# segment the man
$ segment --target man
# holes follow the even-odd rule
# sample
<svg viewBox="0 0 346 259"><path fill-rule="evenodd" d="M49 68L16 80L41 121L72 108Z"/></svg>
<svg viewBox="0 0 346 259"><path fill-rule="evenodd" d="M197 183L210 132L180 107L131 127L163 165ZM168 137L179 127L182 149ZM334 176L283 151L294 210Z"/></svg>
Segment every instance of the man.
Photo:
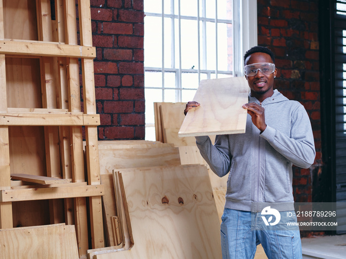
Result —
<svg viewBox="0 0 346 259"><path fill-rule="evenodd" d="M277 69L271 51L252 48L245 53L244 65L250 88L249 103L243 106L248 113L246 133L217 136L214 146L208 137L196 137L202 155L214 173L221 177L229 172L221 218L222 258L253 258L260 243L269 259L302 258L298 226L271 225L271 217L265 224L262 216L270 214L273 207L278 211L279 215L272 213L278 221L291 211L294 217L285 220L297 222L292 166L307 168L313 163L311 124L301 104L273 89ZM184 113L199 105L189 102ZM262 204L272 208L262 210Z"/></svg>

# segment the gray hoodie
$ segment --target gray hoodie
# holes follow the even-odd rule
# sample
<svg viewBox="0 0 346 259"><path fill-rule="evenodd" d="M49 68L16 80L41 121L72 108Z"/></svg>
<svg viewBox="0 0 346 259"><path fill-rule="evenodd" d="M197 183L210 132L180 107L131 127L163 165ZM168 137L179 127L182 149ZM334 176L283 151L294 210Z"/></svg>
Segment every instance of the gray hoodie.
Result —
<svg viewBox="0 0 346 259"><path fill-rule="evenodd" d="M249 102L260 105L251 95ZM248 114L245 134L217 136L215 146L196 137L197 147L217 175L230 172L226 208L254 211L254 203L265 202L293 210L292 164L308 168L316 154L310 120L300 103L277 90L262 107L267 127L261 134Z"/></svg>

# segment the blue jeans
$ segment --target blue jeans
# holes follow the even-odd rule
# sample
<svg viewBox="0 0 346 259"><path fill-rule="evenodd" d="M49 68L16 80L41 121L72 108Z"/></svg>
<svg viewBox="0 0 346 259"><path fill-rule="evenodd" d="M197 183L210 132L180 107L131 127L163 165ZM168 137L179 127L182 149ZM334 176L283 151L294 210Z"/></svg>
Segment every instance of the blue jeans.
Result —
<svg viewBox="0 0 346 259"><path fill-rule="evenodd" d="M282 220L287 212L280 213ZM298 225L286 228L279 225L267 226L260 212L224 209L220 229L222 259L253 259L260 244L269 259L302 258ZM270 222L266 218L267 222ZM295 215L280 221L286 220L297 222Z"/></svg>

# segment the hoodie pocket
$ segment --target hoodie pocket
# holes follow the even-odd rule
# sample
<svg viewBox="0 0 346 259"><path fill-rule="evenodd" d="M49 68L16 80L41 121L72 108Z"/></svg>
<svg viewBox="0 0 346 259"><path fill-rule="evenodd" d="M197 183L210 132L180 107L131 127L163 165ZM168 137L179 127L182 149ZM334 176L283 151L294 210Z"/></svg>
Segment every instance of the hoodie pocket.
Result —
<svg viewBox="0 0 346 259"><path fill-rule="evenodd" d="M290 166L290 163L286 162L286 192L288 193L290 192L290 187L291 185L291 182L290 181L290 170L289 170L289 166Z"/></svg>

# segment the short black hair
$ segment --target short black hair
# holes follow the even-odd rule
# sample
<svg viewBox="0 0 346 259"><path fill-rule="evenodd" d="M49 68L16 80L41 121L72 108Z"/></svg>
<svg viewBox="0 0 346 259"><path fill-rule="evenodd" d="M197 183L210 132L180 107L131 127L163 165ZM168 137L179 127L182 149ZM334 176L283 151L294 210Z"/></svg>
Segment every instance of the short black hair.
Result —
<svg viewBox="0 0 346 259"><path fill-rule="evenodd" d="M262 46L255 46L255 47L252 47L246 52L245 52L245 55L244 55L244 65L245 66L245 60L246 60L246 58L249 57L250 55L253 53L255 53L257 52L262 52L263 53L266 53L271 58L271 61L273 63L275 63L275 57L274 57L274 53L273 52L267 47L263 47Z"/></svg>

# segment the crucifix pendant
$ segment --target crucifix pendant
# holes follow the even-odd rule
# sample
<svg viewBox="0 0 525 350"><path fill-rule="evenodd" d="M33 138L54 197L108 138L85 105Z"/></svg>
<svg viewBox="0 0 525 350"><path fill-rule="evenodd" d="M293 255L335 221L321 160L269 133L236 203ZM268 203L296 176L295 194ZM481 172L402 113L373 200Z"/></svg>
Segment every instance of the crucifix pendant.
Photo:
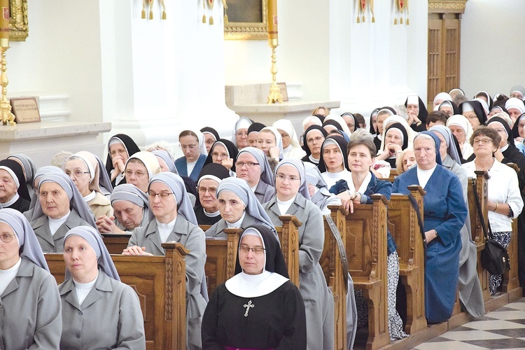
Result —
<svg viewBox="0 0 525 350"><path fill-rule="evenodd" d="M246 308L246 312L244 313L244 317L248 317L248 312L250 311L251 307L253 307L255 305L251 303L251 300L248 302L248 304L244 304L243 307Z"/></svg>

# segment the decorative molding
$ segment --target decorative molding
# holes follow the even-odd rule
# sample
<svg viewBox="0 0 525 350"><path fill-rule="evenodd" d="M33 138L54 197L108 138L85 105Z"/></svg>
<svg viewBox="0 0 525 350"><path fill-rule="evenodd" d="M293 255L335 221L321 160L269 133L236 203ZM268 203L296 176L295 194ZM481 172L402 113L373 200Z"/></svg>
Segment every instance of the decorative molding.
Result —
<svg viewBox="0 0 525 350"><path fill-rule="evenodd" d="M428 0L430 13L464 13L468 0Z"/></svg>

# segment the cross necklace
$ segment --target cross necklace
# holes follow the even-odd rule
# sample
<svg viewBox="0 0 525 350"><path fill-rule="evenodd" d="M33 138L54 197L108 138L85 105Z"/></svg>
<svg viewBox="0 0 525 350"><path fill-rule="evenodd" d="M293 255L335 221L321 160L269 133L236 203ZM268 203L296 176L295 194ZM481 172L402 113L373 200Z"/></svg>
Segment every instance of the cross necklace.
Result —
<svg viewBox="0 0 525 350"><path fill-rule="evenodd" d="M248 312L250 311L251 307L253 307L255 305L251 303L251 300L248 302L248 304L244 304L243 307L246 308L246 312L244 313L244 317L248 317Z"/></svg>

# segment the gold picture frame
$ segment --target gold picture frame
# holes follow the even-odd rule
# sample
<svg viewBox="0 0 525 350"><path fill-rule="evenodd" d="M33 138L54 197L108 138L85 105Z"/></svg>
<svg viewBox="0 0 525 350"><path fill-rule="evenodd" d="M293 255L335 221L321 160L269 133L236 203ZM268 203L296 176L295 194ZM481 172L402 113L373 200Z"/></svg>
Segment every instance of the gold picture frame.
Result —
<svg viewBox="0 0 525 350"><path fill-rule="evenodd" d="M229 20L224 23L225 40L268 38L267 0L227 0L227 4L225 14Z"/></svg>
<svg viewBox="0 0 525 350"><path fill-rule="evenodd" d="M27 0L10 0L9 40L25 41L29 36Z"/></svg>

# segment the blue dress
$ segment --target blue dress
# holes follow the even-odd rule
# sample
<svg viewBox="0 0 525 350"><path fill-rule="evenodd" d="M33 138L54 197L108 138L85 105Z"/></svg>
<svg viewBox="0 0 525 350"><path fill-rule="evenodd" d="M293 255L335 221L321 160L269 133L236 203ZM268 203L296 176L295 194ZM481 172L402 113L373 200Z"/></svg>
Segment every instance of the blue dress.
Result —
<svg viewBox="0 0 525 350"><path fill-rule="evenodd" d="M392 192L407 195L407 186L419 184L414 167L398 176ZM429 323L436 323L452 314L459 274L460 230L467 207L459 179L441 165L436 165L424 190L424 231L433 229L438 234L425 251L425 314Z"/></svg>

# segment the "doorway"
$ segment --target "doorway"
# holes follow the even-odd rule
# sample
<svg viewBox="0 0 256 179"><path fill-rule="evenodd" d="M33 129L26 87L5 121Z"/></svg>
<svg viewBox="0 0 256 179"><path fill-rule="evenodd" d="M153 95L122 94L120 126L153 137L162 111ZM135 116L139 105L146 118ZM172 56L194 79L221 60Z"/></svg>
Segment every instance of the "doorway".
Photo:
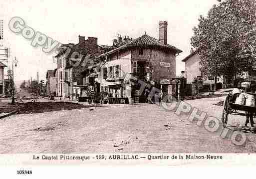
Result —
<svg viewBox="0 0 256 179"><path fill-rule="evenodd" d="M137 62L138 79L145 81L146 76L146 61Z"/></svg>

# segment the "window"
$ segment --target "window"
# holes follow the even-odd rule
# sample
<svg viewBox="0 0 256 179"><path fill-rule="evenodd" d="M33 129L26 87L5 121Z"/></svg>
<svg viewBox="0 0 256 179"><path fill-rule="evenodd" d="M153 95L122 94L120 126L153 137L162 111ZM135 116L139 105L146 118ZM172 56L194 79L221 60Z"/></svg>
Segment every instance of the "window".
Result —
______
*Description of the task*
Please set down the stretch of the listing from the line containing "# segment the blue dress" through the end of the listing, copying each line word for word. Leave the pictures out.

*Worked solution*
# segment the blue dress
$ segment --target blue dress
# holes follow the even-odd rule
# sample
<svg viewBox="0 0 525 350"><path fill-rule="evenodd" d="M33 138L54 197L108 138L85 105Z"/></svg>
<svg viewBox="0 0 525 350"><path fill-rule="evenodd" d="M293 255L335 221L321 160L269 133L236 203ZM268 203L296 176L295 194ZM481 172L402 113L373 200Z"/></svg>
Segment every instance of the blue dress.
Result —
<svg viewBox="0 0 525 350"><path fill-rule="evenodd" d="M392 192L407 195L407 186L419 184L414 167L398 176ZM429 323L436 323L452 314L459 274L460 230L467 207L459 179L441 165L436 165L424 190L424 231L433 229L438 234L425 251L425 314Z"/></svg>

# segment the "doorway"
$ segment --target "doorway"
# holes follow the even-odd rule
# sample
<svg viewBox="0 0 256 179"><path fill-rule="evenodd" d="M33 129L26 87L5 121Z"/></svg>
<svg viewBox="0 0 256 179"><path fill-rule="evenodd" d="M153 95L122 94L120 126L153 137L162 111ZM135 116L139 105L146 118ZM172 56L194 79L221 60Z"/></svg>
Segment every instance of the "doorway".
Photo:
Result —
<svg viewBox="0 0 256 179"><path fill-rule="evenodd" d="M137 62L138 79L145 81L146 76L146 61Z"/></svg>

# segment the "window"
$ segment --target "window"
# holes follow the even-odd rule
# sample
<svg viewBox="0 0 256 179"><path fill-rule="evenodd" d="M33 129L26 87L5 121Z"/></svg>
<svg viewBox="0 0 256 179"><path fill-rule="evenodd" d="M153 95L122 94L120 126L153 137L162 111ZM135 116L139 105L146 118ZM172 56L194 79L221 60Z"/></svg>
Segment every instance of the "window".
Result —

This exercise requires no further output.